> _Exercise directions_
Reproduce only the lines of the records below from the line containing "Study the photo above. For every instance of the black pendant" up to and including the final line of the records, requests included. Multiply every x,y coordinate in the answers by 0.35 and round each result to a whole number, with halves rounded up.

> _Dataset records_
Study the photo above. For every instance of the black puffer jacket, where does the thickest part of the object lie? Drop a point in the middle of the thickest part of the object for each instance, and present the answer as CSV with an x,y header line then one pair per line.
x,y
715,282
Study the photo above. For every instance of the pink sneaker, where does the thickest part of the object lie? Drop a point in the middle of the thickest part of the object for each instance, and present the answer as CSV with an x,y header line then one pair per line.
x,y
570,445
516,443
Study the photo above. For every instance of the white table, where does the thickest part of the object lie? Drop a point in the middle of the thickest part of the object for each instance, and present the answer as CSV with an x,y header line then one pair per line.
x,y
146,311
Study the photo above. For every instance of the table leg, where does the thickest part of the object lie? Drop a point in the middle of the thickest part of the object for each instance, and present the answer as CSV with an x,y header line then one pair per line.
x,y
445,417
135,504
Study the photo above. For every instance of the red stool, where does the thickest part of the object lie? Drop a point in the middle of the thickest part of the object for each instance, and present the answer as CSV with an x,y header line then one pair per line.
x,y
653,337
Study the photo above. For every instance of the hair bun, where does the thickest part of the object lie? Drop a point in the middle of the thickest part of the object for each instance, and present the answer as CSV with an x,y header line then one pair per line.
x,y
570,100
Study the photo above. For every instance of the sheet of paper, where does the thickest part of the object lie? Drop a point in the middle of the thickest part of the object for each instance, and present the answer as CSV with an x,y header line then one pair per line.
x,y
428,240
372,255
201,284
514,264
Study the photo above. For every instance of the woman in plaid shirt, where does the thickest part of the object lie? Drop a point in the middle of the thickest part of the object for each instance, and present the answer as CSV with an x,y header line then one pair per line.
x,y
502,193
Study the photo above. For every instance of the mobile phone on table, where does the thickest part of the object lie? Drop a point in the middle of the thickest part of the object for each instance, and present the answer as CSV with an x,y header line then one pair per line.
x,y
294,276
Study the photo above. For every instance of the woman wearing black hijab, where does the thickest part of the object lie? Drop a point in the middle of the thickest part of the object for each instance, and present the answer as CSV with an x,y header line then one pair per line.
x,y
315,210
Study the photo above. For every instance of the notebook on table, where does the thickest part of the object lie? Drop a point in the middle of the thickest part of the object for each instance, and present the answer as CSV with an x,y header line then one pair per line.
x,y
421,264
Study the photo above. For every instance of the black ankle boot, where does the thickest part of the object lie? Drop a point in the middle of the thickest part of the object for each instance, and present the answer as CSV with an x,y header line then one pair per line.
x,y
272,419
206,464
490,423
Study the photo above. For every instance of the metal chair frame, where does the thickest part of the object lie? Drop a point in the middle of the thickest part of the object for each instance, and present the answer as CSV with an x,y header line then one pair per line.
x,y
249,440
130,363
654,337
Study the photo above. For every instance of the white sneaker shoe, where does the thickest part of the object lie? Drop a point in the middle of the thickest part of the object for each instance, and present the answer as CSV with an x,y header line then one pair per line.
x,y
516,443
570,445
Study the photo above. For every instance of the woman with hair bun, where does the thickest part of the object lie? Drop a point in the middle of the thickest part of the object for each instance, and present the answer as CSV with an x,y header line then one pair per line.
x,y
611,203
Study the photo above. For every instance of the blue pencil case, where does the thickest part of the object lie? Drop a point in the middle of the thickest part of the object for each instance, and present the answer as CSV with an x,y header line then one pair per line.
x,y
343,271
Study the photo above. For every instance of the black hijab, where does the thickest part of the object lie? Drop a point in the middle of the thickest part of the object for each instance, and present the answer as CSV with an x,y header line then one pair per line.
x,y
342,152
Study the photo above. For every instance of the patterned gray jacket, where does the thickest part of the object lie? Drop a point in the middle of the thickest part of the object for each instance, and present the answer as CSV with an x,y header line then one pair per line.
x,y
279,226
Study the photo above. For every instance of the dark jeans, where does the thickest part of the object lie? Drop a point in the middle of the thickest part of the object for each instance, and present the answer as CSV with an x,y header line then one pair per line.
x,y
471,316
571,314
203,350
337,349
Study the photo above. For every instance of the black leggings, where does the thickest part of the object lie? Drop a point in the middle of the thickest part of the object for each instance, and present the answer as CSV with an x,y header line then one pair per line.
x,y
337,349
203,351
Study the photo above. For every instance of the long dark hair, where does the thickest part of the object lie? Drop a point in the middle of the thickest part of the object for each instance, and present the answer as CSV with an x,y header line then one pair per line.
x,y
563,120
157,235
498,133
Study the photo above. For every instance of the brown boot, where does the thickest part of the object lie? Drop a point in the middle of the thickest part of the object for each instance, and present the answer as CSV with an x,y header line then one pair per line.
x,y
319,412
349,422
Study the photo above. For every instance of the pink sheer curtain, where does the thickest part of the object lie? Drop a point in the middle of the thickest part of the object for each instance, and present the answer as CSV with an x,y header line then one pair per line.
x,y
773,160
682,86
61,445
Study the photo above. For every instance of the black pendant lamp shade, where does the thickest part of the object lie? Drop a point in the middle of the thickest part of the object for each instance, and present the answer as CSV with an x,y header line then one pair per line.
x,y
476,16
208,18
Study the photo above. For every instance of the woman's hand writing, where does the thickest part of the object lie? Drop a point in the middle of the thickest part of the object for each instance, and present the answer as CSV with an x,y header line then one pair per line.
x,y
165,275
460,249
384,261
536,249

> _Result for this exercise_
Study the photo above. For every instance of the black pendant lamp shade, where does the thickest part of the object lie? Drop a point in the middle of the thickest part of the object for each instance, and present the answer as CSV with an x,y header line then one pair per line.
x,y
167,6
73,6
Study the photo above. For every instance of the woman's hand writing, where does the thickest part of the object lie? Drop a point in the middle of the thickest part of the object for each instance, and present the answer as CSV with an x,y header line then one pair per line.
x,y
58,96
161,87
134,91
188,87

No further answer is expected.